Task to carry out
Retype each line exactly. Skip images.

Entries provided

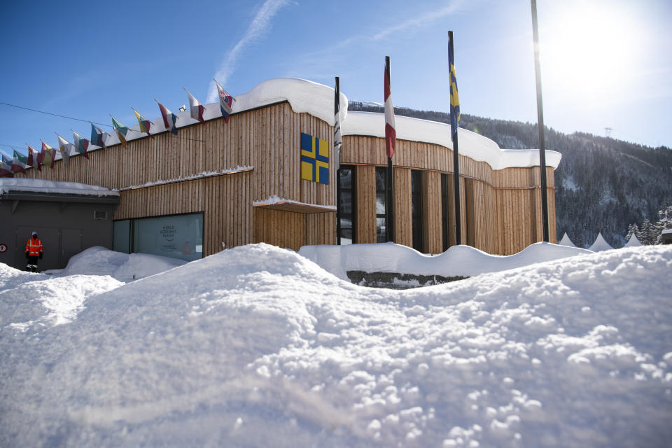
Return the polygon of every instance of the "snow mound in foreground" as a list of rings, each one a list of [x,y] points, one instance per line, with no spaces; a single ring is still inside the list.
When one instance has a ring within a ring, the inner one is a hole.
[[[443,253],[428,255],[406,246],[384,243],[304,246],[299,253],[339,278],[347,280],[347,271],[473,276],[592,251],[550,243],[535,243],[518,253],[507,256],[490,255],[464,245],[451,246]]]
[[[58,275],[110,275],[120,281],[142,279],[171,270],[187,262],[147,253],[123,253],[96,246],[70,258]]]
[[[3,333],[0,444],[666,446],[671,268],[645,246],[393,290],[227,250]]]

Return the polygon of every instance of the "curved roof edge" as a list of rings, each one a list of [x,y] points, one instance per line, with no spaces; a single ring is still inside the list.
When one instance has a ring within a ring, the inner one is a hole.
[[[411,141],[421,141],[441,145],[452,149],[450,125],[402,115],[394,118],[397,138]],[[487,137],[458,128],[460,154],[475,160],[485,162],[493,169],[528,168],[539,166],[538,149],[502,149]],[[348,113],[343,122],[342,134],[365,135],[384,138],[385,114],[376,112]],[[546,150],[546,165],[558,167],[562,155],[557,151]]]
[[[236,95],[232,112],[242,112],[284,101],[289,102],[292,110],[298,113],[307,113],[330,125],[334,125],[334,94],[332,87],[297,78],[278,78],[263,81],[246,93]],[[384,114],[372,112],[348,112],[348,98],[340,94],[340,116],[342,134],[385,136]],[[198,122],[191,118],[189,111],[178,112],[176,125],[183,127]],[[214,120],[222,116],[219,103],[205,104],[204,120]],[[166,131],[161,118],[153,120],[152,134]],[[412,141],[435,144],[452,149],[450,125],[435,121],[396,115],[397,138]],[[132,134],[127,140],[146,136],[139,127],[132,126]],[[496,143],[464,129],[458,131],[460,138],[460,153],[475,160],[488,163],[493,169],[504,168],[526,168],[539,166],[538,149],[501,149]],[[113,132],[108,145],[118,143]],[[561,155],[546,150],[547,166],[557,168]]]

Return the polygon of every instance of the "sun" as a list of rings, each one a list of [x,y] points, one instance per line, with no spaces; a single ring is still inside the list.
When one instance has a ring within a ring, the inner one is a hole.
[[[627,88],[642,50],[632,18],[618,2],[563,3],[540,29],[545,91],[567,101],[599,102]]]

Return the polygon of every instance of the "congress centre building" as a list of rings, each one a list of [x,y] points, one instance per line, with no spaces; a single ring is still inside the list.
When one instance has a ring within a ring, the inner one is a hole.
[[[384,115],[349,112],[340,94],[337,171],[334,98],[308,80],[265,81],[235,97],[228,122],[218,104],[206,104],[202,122],[178,113],[174,135],[160,115],[151,137],[135,126],[125,146],[111,135],[88,160],[73,153],[26,176],[118,192],[111,248],[123,252],[193,260],[262,241],[294,250],[385,241]],[[450,126],[396,122],[394,241],[441,253],[456,244]],[[463,129],[458,139],[462,244],[509,255],[541,241],[538,150],[502,149]],[[546,151],[551,242],[560,158]]]

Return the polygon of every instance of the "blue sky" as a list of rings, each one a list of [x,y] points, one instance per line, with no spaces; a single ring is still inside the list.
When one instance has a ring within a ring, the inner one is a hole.
[[[538,8],[545,124],[672,147],[672,2]],[[449,29],[463,113],[536,122],[529,0],[3,2],[0,102],[132,125],[132,107],[160,116],[154,98],[188,104],[183,87],[214,101],[214,77],[235,95],[273,78],[338,76],[351,100],[382,102],[387,55],[396,106],[447,112]],[[0,104],[6,153],[56,146],[71,128],[90,135],[87,122]]]

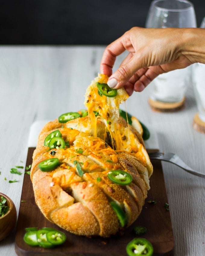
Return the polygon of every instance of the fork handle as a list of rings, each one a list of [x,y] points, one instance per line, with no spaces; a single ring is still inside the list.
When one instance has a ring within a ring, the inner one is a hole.
[[[150,158],[150,159],[151,159],[151,158]],[[185,168],[183,167],[182,166],[181,166],[177,164],[176,163],[174,163],[173,162],[171,162],[170,161],[166,160],[166,159],[157,159],[157,158],[153,158],[153,159],[154,159],[154,160],[160,160],[160,161],[165,161],[165,162],[169,162],[169,163],[173,163],[174,164],[175,164],[175,165],[177,165],[179,167],[181,167],[182,169],[183,169],[183,170],[184,170],[184,171],[185,171],[188,172],[189,172],[190,173],[191,173],[192,174],[193,174],[194,175],[196,175],[197,176],[199,176],[199,177],[201,177],[201,178],[205,178],[205,174],[202,173],[201,172],[196,172],[196,171],[194,171],[194,170],[193,170],[191,168],[190,168],[189,166],[187,166],[186,165],[186,168]],[[184,163],[184,164],[185,164]]]

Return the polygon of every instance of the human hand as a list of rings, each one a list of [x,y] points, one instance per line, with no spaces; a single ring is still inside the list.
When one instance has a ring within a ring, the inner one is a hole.
[[[109,86],[124,86],[130,96],[140,92],[158,75],[186,68],[193,63],[184,54],[184,29],[132,28],[106,48],[101,72],[110,77]],[[117,56],[129,52],[112,74]]]

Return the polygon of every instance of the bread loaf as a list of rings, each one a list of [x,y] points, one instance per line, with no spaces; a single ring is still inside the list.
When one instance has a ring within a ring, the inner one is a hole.
[[[48,123],[40,132],[31,171],[35,200],[45,217],[63,228],[77,235],[108,237],[139,216],[150,188],[152,166],[141,131],[117,115],[111,131],[102,114],[95,115],[93,121],[90,112],[78,113],[79,117],[66,122]],[[112,122],[116,117],[111,118]],[[48,135],[57,130],[65,145],[44,145]],[[54,158],[58,159],[58,166],[42,171],[39,163]],[[110,177],[115,170],[119,173],[114,176],[117,182]],[[132,179],[124,184],[127,173]]]

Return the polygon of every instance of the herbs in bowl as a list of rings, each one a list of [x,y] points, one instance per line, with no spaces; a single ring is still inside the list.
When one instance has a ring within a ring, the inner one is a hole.
[[[3,217],[9,210],[6,199],[1,196],[0,198],[0,217]]]
[[[8,235],[14,227],[16,220],[16,209],[13,201],[0,193],[0,241]]]

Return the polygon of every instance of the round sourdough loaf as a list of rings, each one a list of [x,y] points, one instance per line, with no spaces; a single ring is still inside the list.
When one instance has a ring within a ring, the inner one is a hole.
[[[134,127],[122,120],[119,122],[124,144],[116,150],[109,142],[104,122],[98,120],[97,125],[94,137],[87,116],[65,123],[57,119],[48,123],[33,153],[31,178],[36,203],[48,220],[76,235],[107,237],[122,228],[111,202],[124,213],[124,227],[133,223],[147,197],[152,166],[141,135]],[[44,141],[56,130],[67,146],[50,149]],[[132,144],[137,145],[135,151]],[[60,165],[41,171],[39,164],[53,158],[58,158]],[[122,185],[112,182],[108,173],[116,170],[130,174],[131,183]]]

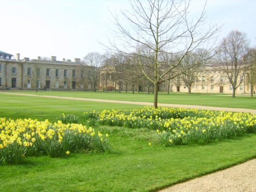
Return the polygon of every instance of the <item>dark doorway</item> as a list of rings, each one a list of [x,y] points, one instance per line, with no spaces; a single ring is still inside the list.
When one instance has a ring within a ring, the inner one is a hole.
[[[16,78],[12,78],[12,88],[16,88]]]
[[[50,81],[46,81],[46,89],[50,89]]]
[[[76,81],[72,81],[72,89],[76,89]]]
[[[180,92],[180,86],[177,86],[177,92]]]
[[[223,93],[223,86],[220,87],[220,93]]]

Answer to the problem
Return the polygon of every instance of the "snow mound in foreground" as a list of rings, each one a list of [x,y] points, one instance per line, with no spaces; a single ring is still inside the list.
When one instance has a ring within a ring, the inner one is a hole.
[[[443,253],[428,255],[406,246],[384,243],[304,246],[299,253],[339,278],[347,280],[347,271],[473,276],[592,251],[550,243],[535,243],[518,253],[507,256],[490,255],[464,245],[451,246]]]
[[[58,275],[110,275],[120,281],[142,279],[171,270],[187,262],[147,253],[123,253],[96,246],[70,258]]]
[[[3,333],[0,444],[666,446],[671,268],[645,246],[393,290],[227,250]]]

Return the polygon of every instance of the "curved roof edge" as a list of rings, each one a list of [x,y] points, one instance per line, with no spaces; a single ring is still inside the list.
When one instance has a ring within a ring, the inner one is a hole.
[[[411,141],[421,141],[441,145],[452,149],[450,125],[402,115],[394,118],[397,138]],[[487,137],[458,128],[460,154],[475,160],[485,162],[493,169],[528,168],[539,166],[538,149],[502,149]],[[348,113],[343,122],[342,134],[365,135],[384,138],[385,114],[376,112]],[[546,150],[546,165],[558,167],[562,155],[557,151]]]
[[[236,95],[232,112],[242,112],[284,101],[289,102],[292,110],[298,113],[307,113],[330,125],[334,125],[334,94],[332,87],[297,78],[278,78],[263,81],[246,93]],[[384,114],[372,112],[348,112],[348,98],[340,94],[340,116],[342,134],[385,136]],[[198,122],[191,118],[189,111],[178,112],[176,125],[183,127]],[[214,120],[222,116],[219,103],[205,104],[204,120]],[[166,131],[161,118],[153,120],[152,134]],[[412,141],[435,144],[452,149],[450,125],[435,121],[396,115],[397,138]],[[132,134],[127,140],[146,136],[139,127],[132,126]],[[496,143],[464,129],[458,131],[460,138],[460,153],[475,160],[488,163],[493,169],[504,168],[526,168],[539,166],[538,149],[501,149]],[[113,132],[108,145],[118,143]],[[561,155],[546,150],[547,166],[557,168]]]

Return the polygon of every instance of the "sun" as a list of rings, each one a list of [x,y] points, one instance per line, with no spaces; a single ring is still inside the list.
When one instance has a ring within a ring, the inner one is a hole.
[[[627,88],[642,50],[632,18],[618,2],[563,3],[540,29],[545,91],[567,101],[599,102]]]

Return the polygon of every instance of the "congress centre building" as a list of rings, each one a list of [x,y] points, one instance per line, with no spaces; a single ring is still inside the list.
When one instance has a ring within a ring, the inner one is a hole.
[[[384,115],[349,112],[340,94],[337,171],[334,98],[308,80],[265,81],[235,97],[228,122],[218,104],[206,104],[202,122],[178,113],[174,135],[160,115],[151,137],[135,126],[125,146],[111,135],[88,160],[73,153],[26,176],[118,192],[111,248],[123,252],[193,260],[262,241],[294,250],[385,241]],[[450,126],[396,122],[394,241],[441,253],[456,244]],[[463,129],[458,139],[462,244],[509,255],[541,241],[538,150],[502,149]],[[546,151],[551,242],[560,158]]]

Return the polygon of every instance of the "blue sky" as a list of rings, each one a list of [x,y] points, one instance per line, with no spaces; a single ring is still inside the list.
When one instance has a ring within a ring, the inner one is a hole.
[[[538,8],[545,124],[672,147],[672,2]],[[449,29],[463,113],[536,122],[529,0],[3,2],[0,102],[132,125],[132,107],[160,116],[154,98],[188,104],[183,87],[214,101],[214,77],[235,95],[273,78],[338,76],[351,100],[382,102],[387,55],[396,106],[447,112]],[[0,104],[6,153],[56,146],[71,128],[90,135],[87,122]]]

Return the polygon of every instance of the fork handle as a list of rings, each one a list of [x,y] points, one instance per line, with no spaces; a single ring is still inside the list.
When one instance has a ring within a ring, the inner one is a hole.
[[[150,158],[150,159],[151,159],[151,158]],[[185,168],[183,167],[182,166],[181,166],[177,164],[176,163],[174,163],[173,162],[171,162],[170,161],[166,160],[166,159],[157,159],[157,158],[153,158],[153,159],[154,159],[154,160],[160,160],[160,161],[165,161],[165,162],[169,162],[169,163],[173,163],[174,164],[175,164],[175,165],[177,165],[179,167],[181,167],[182,169],[183,169],[183,170],[184,170],[184,171],[185,171],[188,172],[189,172],[190,173],[191,173],[192,174],[193,174],[194,175],[196,175],[197,176],[199,176],[199,177],[201,177],[201,178],[205,178],[205,174],[202,173],[201,172],[196,172],[196,171],[194,171],[194,170],[193,170],[191,168],[190,168],[189,166],[187,166],[186,165],[186,168]],[[184,163],[184,164],[185,164]]]

Return the polygon of every instance of the human hand as a list of rings, each one a list of [x,y] points, one instance per line, with no spaces; a single ring is still inside the list.
When one instance has a ring within a ring, the inner one is a hole.
[[[109,86],[124,86],[130,96],[140,92],[158,75],[186,68],[193,63],[184,54],[184,29],[132,28],[106,48],[101,72],[110,77]],[[117,56],[129,52],[112,74]]]

Return the polygon of every instance of the bread loaf as a list of rings, each one a list of [x,y] points, one instance per line, with no spaces; a single ring is still inside the list.
When one instance has a ring within a ring, the inner one is a hole.
[[[48,123],[40,132],[31,171],[35,200],[45,217],[63,228],[77,235],[108,237],[139,216],[150,188],[152,166],[141,131],[117,115],[111,131],[102,114],[95,115],[93,121],[90,112],[78,113],[79,117],[66,122]],[[112,122],[116,117],[111,118]],[[48,135],[57,130],[65,145],[44,145]],[[54,158],[58,159],[58,166],[42,171],[39,163]],[[110,177],[115,170],[119,173],[114,176],[117,182]],[[132,179],[124,184],[127,173]]]

Return the polygon of every instance of the herbs in bowl as a list of rings, each one a list of [x,y] points, one instance per line, with no spaces; a single ring is still inside the list.
When one instance has a ring within a ring, the inner one is a hole.
[[[3,217],[9,210],[6,199],[1,196],[0,198],[0,217]]]
[[[8,235],[14,227],[16,220],[16,209],[13,201],[0,193],[0,241]]]

Return the polygon of every instance of the round sourdough loaf as a list of rings, each one a list of [x,y] points, one instance per line, with no spaces; a single ring is still inside the list.
When one instance has a ring within a ring, the inner one is a hole.
[[[134,127],[122,120],[119,122],[124,144],[116,150],[109,142],[104,122],[98,120],[97,125],[94,137],[87,116],[65,123],[57,119],[48,123],[33,153],[31,178],[36,203],[48,220],[76,235],[107,237],[122,228],[111,202],[124,213],[124,227],[133,223],[147,197],[152,166],[141,135]],[[44,141],[56,130],[67,146],[50,149]],[[132,144],[137,145],[135,151]],[[60,165],[41,171],[39,164],[53,158],[58,158]],[[122,185],[112,182],[108,173],[116,170],[130,174],[131,183]]]

Return the polygon of every instance of the <item>dark doorway</item> as a list of rings, each one a list of [x,y] points, one instance per line, with no spaces; a single ring is still inside the list.
When one instance has a ring within a ring, the inner one is a hole.
[[[16,78],[12,78],[12,88],[16,88]]]
[[[50,81],[46,81],[46,89],[50,89]]]
[[[76,81],[72,81],[72,89],[76,89]]]
[[[180,92],[180,86],[177,86],[177,92]]]
[[[223,93],[223,86],[220,87],[220,93]]]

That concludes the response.